*Source extract*:
begin
You can thank the Sierra Club and other environmental groups for the Deepwater Horizon oil spill, as they benefitted by having much of the revenue from offshore oil wells going into the Land & Water Conservation Fund. Coast Guard photo.

When Tea Party Republicans entered Congress in 2010, some of them balked at this. Many of them believed that federal energy supplies would help pay off the federal debt. A previous Antiplanner policy brief has shown why this won’t work, but that doesn’t mean the money should be frivolously spent on other things. In any case, fiscally conservative Republicans effectively shut down the Land & Water Conservation Fund for several years.

Now Democrats, with the support of some not-so-fiscally conservative Republicans, want to revive it. Once again, they propose to dedicate oil revenues to the fund and look forward to using those revenues to buy land in their districts so they can get the support of recreational and environmental voters.

What Lands Will They Buy?

The federal government already owns 27 percent of the nation’s land. This includes seashores, prime farmlands, commercial forests, prairies, deserts, and mountains. Just about every ecotype in the country is represented by some federal lands, although some are more heavily represented than others.

In a few places, such as Las Vegas, Nevada and Jackson, Wyoming, the federal government owns so much land that housing has become unaffordable because there isn’t enough private land to meet the demand. Elsewhere federal lands have little influence on private land prices, but there is still plenty of it, particularly in the West and South.

Parts of the Red Rocks National Conservation Area near Las Vegas were purchased with Land & Water Conservation Funds. It is a very pretty area, but Nevada is already 89 percent owned by the federal government. Did it really need more? BLM photo.

As an environmentalist, I can see the need for buying land that is critical habitat for some endangered species or another. But the Endangered Species Act gives federal wildlife agencies the authority to protect species by regulating private landowners without compensation. While this is arguably a violation of the Fifth Amendment to the Constitution, the courts so far haven’t seen it that way, so there is little incentive for the federal government to use the Land & Water Conservation Fund for endangered species.
end
*Data provided*:
begin
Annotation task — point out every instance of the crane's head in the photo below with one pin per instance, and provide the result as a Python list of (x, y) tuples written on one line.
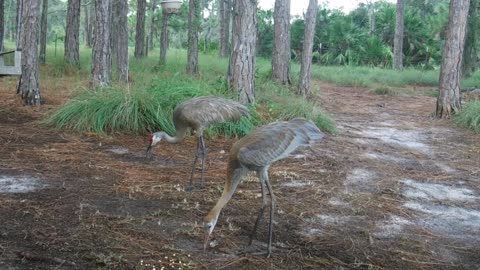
[(154, 139), (209, 223)]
end
*Tasks*:
1) According to the Land & Water Conservation Fund passage above, what percentage of the nation's land does the federal government already own?
2) Please resume the Land & Water Conservation Fund passage above, picking up right after its final sentence.

*Answers for the exercise*:
1) 27 percent

2)
Some federal land managers may have wish-lists of lands they would like to buy, perhaps small private inclusions that are inside of national parks or other federal lands, or areas of particularly high recreation value that are currently closed to public use. But very little of the money has been available for agency discretion.

Instead, most of the money has been earmarked by members of Congress to please special interest groups in their states or districts. Often, this money is used to stop development.

For example, outside of Charleston, South Carolina, is some farm land that was once owned by Charles Pinckney, a slave owner who also helped write the United States Constitution in 1787 and later was elected governor of the state. Most of the Pinckney’s farm had been converted to housing and a golf course by 1980, but when a developer proposed to put homes on the remaining 28 acres, nearby residents protested. They declared an old house on the property to be “the Charles Pinckney home” and said it should be preserved for historic reasons.

The so-called Charles Pinckney House was built four years after Pinckney died. The federal government purchased it for its historic values, but in fact it was purchased simply to create some permanent open space for local residents at the expense of federal taxpayers. Photo by Don O’Brien.

Congress bought the land and gave it to the Park Service, which discovered that the Pinckney House had been built after Charles Pinckney died. Today, taxpayers spend over half a million dollars a year maintaining the house and grounds and providing interpretive tours.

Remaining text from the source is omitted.